Here is a very particular standard now prevailing. Nowadays nobody other than that cohort of unwashed critics (a minority of minorities) is bashing ExxonMobil. Nobody has come out and railed against the extraditing of citizens. No political stalwarts (mostly long in the tooth) are coming out and blast the United States for even the appearance of its machinations in Venezuela. This is the new religion of reinvented and self-reengineered Guyanese politicians. It is a pretty picture: where all parties through their public princes exhibit the requisite humility and pay due recognition to those external forces that will ultimately be the signal callers and decision-makers. Yes, the buck does stop there.
Across the board, there are these reengineered, reburnished images, refined demeanor in and out of parliament, before a press pushing for an irresponsible thought, an errant slip of the tongue. It is nothing doing. The media walks away disappointed; the trail has gone cold. No panegyrics. Nothing that could be construed as controversial in the least. Nothing to print but newborn political epiphanies. This is boring, but calculatedly so. It is so bad as to make me long for the bad old days of heat and brimstone syntax, and mild churchgoing postures. Every day is Sunday in Guyana today. Just take a close look.
Local politicians are all dressed up: might not be Savile Row or Armani attire; Brooks Brothers are close. Dress to impress is the new motto. And utter those words that are sure to be heard. I hear them. About constitution and CCJ and no-confidence and electoral lists. And if I hear all of that; then, without a doubt, the watching, listening, diplomatic corps is paying even closer attention. Nothing is missed: words and body language and sincerity of all concerned. They are very good at bringing all kinds of interpretations to the table; of detecting clues in tea leaves and hidden agendas. And lest it be forgotten, the big dogs have big bones in this contest. Oil is a big power interest, of course. But so, too, are efforts concentrated on combating trafficking, laundering, and financing. All citizens should know of what.
In my book, I sense this is the calm before the proverbial turbulence. It will be from the moment that the bewildered CCJ pronounces. Bewildered that amazed and amazing body is, as someone told me the other day that the CCJ described Guyana as “a mystical country.” I suppose I could stretch things a little and interpret that to mean that all of us are now mystics; indeed, trapped in a strange world of, to put it kindly, political eccentricities. As much as I struggle to adopt the best face, all I end up with is that there is a loaded phrase, if ever there is one. I find absolutely nothing mysterious nor complimentary in those three carefully chosen words; they cover much ground, and all of them distressingly disparaging. What have we done to ourselves? What have citizens allowed leaders (again, across the political terrain) to do to this place and to all?
When I reflect upon the new political image and behaviours of Guyanese leaders, I am impressed by the self-discipline; the remaking of self and the reconfiguring of messages and postures. Now if the deeds can follow those self-sacrificing overtures, then there might be some movement to somewhere. Time will tell.

§ **DATASET CONTENT**:
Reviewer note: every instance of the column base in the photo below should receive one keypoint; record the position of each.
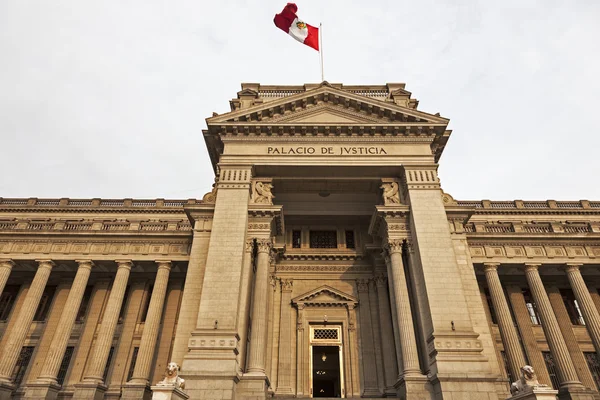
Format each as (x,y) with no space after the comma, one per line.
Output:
(536,394)
(252,386)
(413,387)
(167,393)
(6,389)
(89,391)
(42,390)
(136,391)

§ **THE PROBLEM**: In the commentary on Guyanese politics, the sentence "I hear them" is followed by a list of subjects the politicians' words are about. List every one of those subjects.

§ **FINISHED ANSWER**:
- Constitution
- CCJ
- No-confidence
- Electoral lists